Pointing entries for labeled objects
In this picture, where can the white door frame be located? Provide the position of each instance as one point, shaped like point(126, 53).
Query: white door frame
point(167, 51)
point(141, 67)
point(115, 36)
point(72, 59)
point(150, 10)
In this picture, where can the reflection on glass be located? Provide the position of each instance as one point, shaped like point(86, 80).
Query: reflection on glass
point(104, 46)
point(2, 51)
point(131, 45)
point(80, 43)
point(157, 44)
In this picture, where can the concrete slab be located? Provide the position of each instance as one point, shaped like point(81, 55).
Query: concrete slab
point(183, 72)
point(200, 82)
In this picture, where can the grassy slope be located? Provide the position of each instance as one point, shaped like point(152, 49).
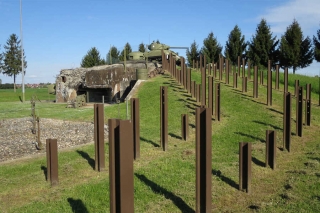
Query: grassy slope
point(165, 181)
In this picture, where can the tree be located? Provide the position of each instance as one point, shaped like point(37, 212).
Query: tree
point(114, 54)
point(263, 46)
point(92, 58)
point(128, 49)
point(295, 50)
point(12, 64)
point(193, 54)
point(316, 42)
point(235, 46)
point(211, 49)
point(142, 47)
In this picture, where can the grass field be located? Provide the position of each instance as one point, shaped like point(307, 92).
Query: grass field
point(165, 181)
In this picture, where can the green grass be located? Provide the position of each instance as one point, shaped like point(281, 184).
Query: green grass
point(165, 181)
point(8, 95)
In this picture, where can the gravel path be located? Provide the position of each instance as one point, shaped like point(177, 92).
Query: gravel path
point(17, 140)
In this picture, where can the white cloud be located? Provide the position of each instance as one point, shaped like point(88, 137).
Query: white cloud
point(306, 12)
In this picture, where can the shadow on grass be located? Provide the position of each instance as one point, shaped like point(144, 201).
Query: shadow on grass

§ STATED TASK:
Starting with the first line of the records and going on through the line with "point(8, 95)", both included, rewrite the lines with every coordinate in the answer points scaled by 0.6 and rounded to whole numbers, halves going up. Copy the requests and their sample points unchanged, and leave the pictures out.

§ RESPONSE:
In this picture, where can the white door frame be located? Provide the position of each instance as one point, shaped like point(126, 53).
Query: white door frame
point(100, 31)
point(85, 40)
point(69, 22)
point(43, 35)
point(90, 6)
In this picture, where can the reflection on glass be located? Provide the position of each instance as one point, shaped like point(86, 80).
Query: reflection on glass
point(62, 28)
point(1, 31)
point(79, 27)
point(48, 26)
point(94, 26)
In this picture, where can the concrete slab be located? Provide the position of each instance as one point, shaped like point(81, 55).
Query: concrete slab
point(110, 43)
point(120, 49)
In this picture, where can the grassy slope be located? Provide the position of each instance as one point, shaped like point(152, 49).
Query: grassy slope
point(99, 109)
In this picture, where can the tree be located? Provide the position of each instance as one point, shaped like point(37, 212).
Query: tree
point(68, 32)
point(158, 28)
point(55, 35)
point(77, 29)
point(177, 30)
point(7, 38)
point(116, 32)
point(190, 25)
point(141, 28)
point(127, 29)
point(85, 28)
In this picture, where can the grass field be located? Provide the position of each instance as one point, shaped like point(307, 92).
Query: grass field
point(99, 109)
In this picture, where can the green grass be located? Provide the position of each instance as one point, shaped like point(281, 184).
Query: green grass
point(99, 109)
point(5, 57)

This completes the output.